* **Problem details**: Please show every line of the data below that contains the word "suitcase". Case counts.

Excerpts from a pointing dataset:
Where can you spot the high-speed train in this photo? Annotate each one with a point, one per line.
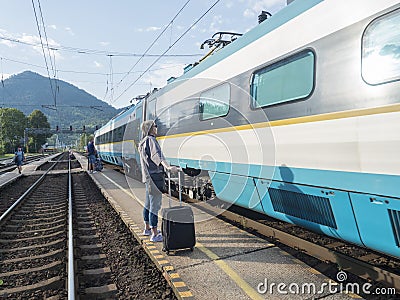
(298, 119)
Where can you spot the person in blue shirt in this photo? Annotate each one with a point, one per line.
(91, 155)
(19, 158)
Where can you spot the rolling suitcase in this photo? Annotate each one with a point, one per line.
(177, 224)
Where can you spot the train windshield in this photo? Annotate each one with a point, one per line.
(381, 49)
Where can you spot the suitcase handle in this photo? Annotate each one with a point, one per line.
(179, 187)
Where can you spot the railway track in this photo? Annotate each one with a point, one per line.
(7, 165)
(372, 267)
(61, 239)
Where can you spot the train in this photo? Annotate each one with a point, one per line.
(297, 119)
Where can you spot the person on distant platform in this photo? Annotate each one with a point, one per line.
(91, 150)
(153, 163)
(19, 158)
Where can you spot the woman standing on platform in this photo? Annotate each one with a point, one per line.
(153, 163)
(19, 158)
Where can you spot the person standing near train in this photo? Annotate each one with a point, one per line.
(91, 150)
(19, 158)
(153, 164)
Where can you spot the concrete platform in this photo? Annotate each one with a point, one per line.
(227, 262)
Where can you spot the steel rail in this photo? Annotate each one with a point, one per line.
(4, 215)
(71, 271)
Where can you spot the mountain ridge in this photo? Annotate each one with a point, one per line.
(28, 91)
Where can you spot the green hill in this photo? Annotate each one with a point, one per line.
(28, 91)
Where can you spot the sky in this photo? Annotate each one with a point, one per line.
(98, 45)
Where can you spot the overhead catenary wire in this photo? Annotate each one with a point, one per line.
(81, 72)
(52, 61)
(44, 54)
(169, 48)
(152, 44)
(96, 52)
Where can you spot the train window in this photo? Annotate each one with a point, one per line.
(289, 79)
(151, 110)
(215, 102)
(381, 49)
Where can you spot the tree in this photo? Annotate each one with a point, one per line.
(37, 119)
(12, 125)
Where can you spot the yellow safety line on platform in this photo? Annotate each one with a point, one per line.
(252, 293)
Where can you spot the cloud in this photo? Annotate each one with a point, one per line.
(255, 7)
(216, 23)
(33, 39)
(152, 28)
(229, 4)
(148, 29)
(69, 30)
(4, 76)
(159, 74)
(7, 43)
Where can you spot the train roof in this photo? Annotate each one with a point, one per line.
(289, 12)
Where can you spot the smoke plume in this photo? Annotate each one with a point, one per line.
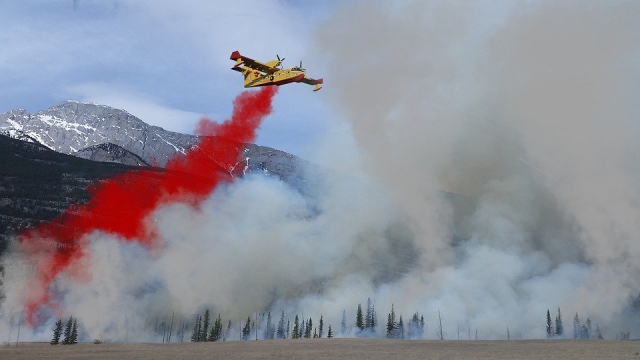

* **Solved exercise**:
Where can you spot the rolling suitcase in this photo? Annotate each one with a point, one per line.
Where can you spot the suitcase handle in this photo? Annotate each one with a point, one per line.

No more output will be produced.